Stored data entries
= = =
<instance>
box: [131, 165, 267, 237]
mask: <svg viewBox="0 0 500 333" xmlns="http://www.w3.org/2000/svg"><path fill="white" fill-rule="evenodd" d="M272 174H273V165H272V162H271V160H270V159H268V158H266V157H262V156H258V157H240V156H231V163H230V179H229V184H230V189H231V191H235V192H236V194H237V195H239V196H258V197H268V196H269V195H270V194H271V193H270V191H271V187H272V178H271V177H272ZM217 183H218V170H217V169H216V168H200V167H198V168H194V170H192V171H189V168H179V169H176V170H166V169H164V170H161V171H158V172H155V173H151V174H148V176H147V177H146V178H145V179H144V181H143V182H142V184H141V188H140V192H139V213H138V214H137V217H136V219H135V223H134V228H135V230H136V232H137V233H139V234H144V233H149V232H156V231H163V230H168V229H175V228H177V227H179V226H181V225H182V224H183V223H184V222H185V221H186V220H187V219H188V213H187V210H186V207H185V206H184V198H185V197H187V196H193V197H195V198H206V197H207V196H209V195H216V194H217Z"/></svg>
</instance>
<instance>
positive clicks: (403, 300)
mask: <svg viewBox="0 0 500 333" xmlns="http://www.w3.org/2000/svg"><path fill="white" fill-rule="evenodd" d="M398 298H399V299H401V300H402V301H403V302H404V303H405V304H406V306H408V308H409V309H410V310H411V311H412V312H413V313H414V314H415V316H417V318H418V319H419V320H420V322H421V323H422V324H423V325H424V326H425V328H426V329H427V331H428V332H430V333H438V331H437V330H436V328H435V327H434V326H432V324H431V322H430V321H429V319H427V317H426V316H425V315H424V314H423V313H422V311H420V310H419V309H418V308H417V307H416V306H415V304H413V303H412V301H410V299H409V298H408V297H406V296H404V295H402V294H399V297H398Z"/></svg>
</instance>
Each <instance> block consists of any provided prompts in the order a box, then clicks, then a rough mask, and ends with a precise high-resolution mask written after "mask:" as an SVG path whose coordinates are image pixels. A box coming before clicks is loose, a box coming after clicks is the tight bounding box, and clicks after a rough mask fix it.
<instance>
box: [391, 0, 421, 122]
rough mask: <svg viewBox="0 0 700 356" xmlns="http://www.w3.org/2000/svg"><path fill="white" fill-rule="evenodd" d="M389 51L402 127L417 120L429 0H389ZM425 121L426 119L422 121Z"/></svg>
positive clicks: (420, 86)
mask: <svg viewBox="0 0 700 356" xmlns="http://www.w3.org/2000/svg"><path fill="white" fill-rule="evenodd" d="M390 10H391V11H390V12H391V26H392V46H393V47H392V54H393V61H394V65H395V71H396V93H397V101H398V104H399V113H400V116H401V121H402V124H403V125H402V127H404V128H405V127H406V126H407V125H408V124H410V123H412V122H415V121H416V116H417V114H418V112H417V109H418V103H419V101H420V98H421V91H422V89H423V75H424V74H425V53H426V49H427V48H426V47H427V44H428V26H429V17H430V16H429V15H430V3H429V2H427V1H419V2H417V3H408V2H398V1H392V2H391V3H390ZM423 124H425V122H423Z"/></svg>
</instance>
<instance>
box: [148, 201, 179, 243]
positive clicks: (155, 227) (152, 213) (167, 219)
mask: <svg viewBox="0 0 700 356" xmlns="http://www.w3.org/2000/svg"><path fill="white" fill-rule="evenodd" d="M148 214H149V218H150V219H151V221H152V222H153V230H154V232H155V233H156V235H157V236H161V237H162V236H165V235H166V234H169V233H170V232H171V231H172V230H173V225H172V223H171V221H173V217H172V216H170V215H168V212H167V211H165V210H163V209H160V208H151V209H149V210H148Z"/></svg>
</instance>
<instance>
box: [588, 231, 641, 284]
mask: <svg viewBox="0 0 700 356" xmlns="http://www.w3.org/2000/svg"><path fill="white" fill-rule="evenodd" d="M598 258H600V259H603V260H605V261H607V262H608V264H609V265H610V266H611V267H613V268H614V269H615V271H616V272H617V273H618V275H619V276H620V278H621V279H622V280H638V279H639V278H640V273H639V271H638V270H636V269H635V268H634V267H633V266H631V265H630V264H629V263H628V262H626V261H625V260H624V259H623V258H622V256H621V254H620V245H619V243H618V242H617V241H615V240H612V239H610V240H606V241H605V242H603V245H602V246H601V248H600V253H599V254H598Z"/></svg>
= = =
Please make an exact copy of each record.

| SOLUTION |
<instance>
box: [131, 165, 267, 237]
mask: <svg viewBox="0 0 500 333" xmlns="http://www.w3.org/2000/svg"><path fill="white" fill-rule="evenodd" d="M272 174H273V165H272V162H271V160H270V159H268V158H266V157H262V156H258V157H240V156H231V163H230V179H229V184H230V189H231V191H235V192H236V194H237V195H239V196H258V197H268V196H269V195H270V194H271V193H270V191H271V187H272V178H271V177H272ZM217 183H218V170H217V169H216V168H200V167H198V168H194V170H192V171H189V168H179V169H176V170H166V169H164V170H161V171H158V172H155V173H151V174H148V176H147V177H146V178H145V179H144V181H143V182H142V184H141V188H140V192H139V213H138V214H137V217H136V219H135V223H134V228H135V230H136V232H137V233H139V234H144V233H149V232H156V231H163V230H168V229H175V228H177V227H179V226H181V225H182V224H183V223H184V222H185V221H186V220H187V219H188V213H187V210H186V207H185V206H184V198H185V197H187V196H193V197H195V198H206V197H207V196H209V195H216V194H217Z"/></svg>
</instance>
<instance>
positive clicks: (403, 300)
mask: <svg viewBox="0 0 500 333" xmlns="http://www.w3.org/2000/svg"><path fill="white" fill-rule="evenodd" d="M398 298H399V299H401V300H402V301H403V302H404V303H405V304H406V306H408V308H409V309H410V310H411V311H412V312H413V313H414V314H415V316H417V318H418V319H419V320H420V322H421V323H422V324H423V325H424V326H425V328H426V329H427V331H428V332H430V333H438V331H437V330H436V328H435V327H434V326H432V324H431V322H430V321H429V319H427V317H426V316H425V315H424V314H423V313H422V311H420V310H419V309H418V308H417V307H416V306H415V304H413V303H412V301H410V299H409V298H408V297H406V296H404V295H402V294H399V297H398Z"/></svg>
</instance>
Each <instance> block consists of any provided prompts in the order a box, then clicks, then a rough mask, and ends with a precise high-resolution mask written after "mask:" as an SVG path whose coordinates are image pixels. A box coming before clicks is loose, a box coming after clicks is the tight bounding box, and clicks after a rough mask fix it.
<instance>
box: [391, 0, 421, 122]
rough mask: <svg viewBox="0 0 700 356" xmlns="http://www.w3.org/2000/svg"><path fill="white" fill-rule="evenodd" d="M389 51L402 127L417 120L429 0H389ZM425 121L426 119L422 121Z"/></svg>
positive clicks: (420, 86)
mask: <svg viewBox="0 0 700 356" xmlns="http://www.w3.org/2000/svg"><path fill="white" fill-rule="evenodd" d="M390 10H391V11H390V12H391V26H392V46H393V47H392V54H393V61H394V65H395V71H396V93H397V101H398V104H399V113H400V116H401V121H402V124H403V125H402V127H404V128H405V127H406V126H407V125H408V124H410V123H412V122H415V121H416V116H417V114H418V112H417V109H418V103H419V101H420V98H421V91H422V89H423V75H424V74H425V53H426V49H427V48H426V47H427V44H428V26H429V17H430V16H429V15H430V3H429V2H427V1H419V2H417V3H408V2H398V1H392V2H391V3H390ZM423 124H425V122H423Z"/></svg>
</instance>
<instance>
box: [148, 201, 179, 243]
positive clicks: (155, 227) (152, 213) (167, 219)
mask: <svg viewBox="0 0 700 356" xmlns="http://www.w3.org/2000/svg"><path fill="white" fill-rule="evenodd" d="M148 214H149V218H150V219H151V221H152V222H153V230H154V232H155V233H156V235H157V236H161V237H162V236H165V235H166V234H169V233H170V232H171V231H172V230H173V225H172V223H171V221H173V217H172V216H170V215H168V212H167V211H165V210H163V209H160V208H151V209H149V210H148Z"/></svg>
</instance>
<instance>
box: [588, 231, 641, 284]
mask: <svg viewBox="0 0 700 356" xmlns="http://www.w3.org/2000/svg"><path fill="white" fill-rule="evenodd" d="M598 258H600V259H603V260H605V261H607V262H608V264H609V265H610V266H611V267H613V268H614V269H615V271H616V272H617V273H618V275H619V276H620V278H621V279H622V280H638V279H639V278H640V273H639V271H638V270H636V269H635V268H634V267H633V266H631V265H630V264H629V263H628V262H626V261H625V260H624V259H623V258H622V256H621V254H620V245H619V243H618V242H617V241H615V240H612V239H610V240H606V241H605V242H603V245H602V246H601V248H600V253H599V254H598Z"/></svg>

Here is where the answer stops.